━━━ Source information

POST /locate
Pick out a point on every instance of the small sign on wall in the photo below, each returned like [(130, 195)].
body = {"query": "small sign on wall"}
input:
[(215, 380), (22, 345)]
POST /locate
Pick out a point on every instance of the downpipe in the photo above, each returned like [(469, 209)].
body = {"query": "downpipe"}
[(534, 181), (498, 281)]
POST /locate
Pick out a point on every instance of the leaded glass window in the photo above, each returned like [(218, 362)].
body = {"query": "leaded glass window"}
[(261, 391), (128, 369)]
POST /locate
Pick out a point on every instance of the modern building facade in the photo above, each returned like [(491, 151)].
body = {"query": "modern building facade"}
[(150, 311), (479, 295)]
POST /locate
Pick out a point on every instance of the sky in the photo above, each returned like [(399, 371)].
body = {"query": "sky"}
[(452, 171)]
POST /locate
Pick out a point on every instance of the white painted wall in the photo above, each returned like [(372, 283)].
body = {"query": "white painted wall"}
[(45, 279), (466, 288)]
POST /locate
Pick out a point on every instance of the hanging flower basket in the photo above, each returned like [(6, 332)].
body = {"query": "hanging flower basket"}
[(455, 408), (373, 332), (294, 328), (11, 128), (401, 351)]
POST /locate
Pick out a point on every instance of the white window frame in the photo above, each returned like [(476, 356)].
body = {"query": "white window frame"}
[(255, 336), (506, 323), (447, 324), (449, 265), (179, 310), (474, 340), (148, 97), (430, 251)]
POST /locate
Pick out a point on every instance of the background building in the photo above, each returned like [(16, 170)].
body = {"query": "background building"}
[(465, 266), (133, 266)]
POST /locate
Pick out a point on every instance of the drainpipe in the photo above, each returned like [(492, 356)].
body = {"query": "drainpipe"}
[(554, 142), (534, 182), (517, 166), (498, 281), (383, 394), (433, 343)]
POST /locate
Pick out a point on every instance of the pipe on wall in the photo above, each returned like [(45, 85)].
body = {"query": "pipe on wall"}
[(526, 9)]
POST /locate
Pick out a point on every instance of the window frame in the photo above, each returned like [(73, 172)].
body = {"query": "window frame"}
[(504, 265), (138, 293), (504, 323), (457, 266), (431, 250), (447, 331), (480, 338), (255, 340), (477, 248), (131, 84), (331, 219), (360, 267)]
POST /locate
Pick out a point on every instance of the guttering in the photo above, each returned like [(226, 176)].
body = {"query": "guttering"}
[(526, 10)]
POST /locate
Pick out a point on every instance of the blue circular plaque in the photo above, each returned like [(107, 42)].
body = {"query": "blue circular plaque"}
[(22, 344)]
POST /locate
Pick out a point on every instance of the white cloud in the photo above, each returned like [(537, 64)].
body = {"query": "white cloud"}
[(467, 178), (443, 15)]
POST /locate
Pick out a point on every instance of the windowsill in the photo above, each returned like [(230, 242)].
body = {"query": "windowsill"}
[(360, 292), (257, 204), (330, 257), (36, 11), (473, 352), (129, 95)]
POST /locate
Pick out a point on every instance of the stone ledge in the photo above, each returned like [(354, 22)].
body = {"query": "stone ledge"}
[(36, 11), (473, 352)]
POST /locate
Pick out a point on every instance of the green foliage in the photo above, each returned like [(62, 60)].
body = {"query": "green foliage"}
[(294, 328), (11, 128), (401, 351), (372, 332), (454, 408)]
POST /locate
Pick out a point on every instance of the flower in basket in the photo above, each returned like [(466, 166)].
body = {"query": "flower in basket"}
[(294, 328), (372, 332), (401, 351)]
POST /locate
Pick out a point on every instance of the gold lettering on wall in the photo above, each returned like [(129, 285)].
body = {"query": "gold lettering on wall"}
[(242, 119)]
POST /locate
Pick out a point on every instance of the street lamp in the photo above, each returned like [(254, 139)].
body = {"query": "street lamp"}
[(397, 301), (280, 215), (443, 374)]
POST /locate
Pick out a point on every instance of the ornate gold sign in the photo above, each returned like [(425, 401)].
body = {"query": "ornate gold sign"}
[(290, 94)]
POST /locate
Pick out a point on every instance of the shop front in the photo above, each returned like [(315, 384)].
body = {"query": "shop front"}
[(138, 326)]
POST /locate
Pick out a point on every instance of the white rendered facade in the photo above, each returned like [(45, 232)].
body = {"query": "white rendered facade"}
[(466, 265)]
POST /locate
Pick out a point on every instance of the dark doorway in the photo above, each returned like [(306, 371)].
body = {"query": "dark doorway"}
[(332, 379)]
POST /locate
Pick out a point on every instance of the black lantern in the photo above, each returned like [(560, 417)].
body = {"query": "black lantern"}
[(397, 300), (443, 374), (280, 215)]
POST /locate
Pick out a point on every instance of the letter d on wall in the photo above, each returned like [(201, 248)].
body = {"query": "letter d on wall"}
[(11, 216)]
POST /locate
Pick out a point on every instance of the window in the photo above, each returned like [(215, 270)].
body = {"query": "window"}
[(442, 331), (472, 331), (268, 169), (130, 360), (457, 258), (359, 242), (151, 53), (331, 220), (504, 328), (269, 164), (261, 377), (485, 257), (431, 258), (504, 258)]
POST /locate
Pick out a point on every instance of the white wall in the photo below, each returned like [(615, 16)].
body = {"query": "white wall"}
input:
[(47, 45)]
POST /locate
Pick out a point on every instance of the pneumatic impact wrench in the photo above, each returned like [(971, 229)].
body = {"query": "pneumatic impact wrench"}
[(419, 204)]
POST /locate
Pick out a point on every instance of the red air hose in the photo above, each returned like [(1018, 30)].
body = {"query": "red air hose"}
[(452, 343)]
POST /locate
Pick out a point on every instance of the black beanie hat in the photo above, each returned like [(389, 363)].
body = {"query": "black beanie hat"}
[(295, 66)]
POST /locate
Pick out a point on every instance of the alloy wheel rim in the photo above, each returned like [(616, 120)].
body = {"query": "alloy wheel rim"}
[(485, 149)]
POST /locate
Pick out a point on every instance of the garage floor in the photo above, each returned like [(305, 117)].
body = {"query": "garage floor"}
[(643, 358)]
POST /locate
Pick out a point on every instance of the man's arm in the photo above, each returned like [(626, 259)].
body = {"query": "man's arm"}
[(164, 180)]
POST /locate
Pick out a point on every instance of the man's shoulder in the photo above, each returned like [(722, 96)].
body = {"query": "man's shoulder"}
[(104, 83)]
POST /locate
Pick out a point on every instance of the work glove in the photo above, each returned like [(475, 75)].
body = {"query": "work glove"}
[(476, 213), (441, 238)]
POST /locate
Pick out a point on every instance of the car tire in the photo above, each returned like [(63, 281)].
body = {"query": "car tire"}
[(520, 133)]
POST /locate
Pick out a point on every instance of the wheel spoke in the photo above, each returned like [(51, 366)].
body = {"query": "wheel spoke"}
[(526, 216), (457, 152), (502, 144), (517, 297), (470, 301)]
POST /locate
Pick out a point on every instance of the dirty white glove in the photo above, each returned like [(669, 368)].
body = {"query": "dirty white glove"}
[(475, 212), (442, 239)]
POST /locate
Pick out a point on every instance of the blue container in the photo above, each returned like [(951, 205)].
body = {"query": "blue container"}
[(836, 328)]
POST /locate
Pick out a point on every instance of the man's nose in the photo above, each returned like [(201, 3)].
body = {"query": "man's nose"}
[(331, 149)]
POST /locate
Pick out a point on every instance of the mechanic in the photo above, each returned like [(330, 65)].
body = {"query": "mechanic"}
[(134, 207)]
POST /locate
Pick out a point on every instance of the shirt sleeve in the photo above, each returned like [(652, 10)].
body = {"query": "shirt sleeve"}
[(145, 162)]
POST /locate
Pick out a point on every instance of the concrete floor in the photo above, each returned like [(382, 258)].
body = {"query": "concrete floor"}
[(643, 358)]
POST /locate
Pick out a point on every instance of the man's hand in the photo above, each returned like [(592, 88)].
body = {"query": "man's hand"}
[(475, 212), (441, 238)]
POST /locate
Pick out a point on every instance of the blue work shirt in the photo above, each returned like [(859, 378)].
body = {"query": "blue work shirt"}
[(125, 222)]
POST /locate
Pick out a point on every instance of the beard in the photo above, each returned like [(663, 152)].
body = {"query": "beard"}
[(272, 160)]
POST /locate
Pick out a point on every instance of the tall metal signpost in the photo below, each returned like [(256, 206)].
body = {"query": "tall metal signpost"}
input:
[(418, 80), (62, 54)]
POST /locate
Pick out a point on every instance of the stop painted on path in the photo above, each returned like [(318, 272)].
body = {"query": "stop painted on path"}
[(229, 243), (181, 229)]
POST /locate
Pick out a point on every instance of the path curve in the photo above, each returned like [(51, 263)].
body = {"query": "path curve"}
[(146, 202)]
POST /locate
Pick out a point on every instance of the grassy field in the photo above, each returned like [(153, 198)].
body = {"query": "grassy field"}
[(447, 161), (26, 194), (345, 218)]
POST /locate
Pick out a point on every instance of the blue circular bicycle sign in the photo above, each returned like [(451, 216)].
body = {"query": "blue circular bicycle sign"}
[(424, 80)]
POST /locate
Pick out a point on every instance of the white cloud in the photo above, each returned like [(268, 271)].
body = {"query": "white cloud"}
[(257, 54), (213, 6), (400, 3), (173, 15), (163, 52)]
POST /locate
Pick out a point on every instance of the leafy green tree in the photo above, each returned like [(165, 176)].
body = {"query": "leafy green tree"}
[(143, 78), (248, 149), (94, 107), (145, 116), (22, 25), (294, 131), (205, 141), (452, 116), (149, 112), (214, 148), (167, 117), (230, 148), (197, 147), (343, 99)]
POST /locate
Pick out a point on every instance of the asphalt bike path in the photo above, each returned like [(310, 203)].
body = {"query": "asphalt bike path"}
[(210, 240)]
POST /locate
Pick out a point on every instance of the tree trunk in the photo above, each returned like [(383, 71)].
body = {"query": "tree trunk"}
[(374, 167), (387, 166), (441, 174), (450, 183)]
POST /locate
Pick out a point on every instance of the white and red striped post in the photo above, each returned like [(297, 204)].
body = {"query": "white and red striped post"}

━━━━━━

» **Work task**:
Return each line of the entries that holds the string "signpost".

» **Exercise solution**:
Pick out a point on every instance of the tall metal signpost in the photo below, each returned like [(256, 206)].
body = {"query": "tall metal signpost"}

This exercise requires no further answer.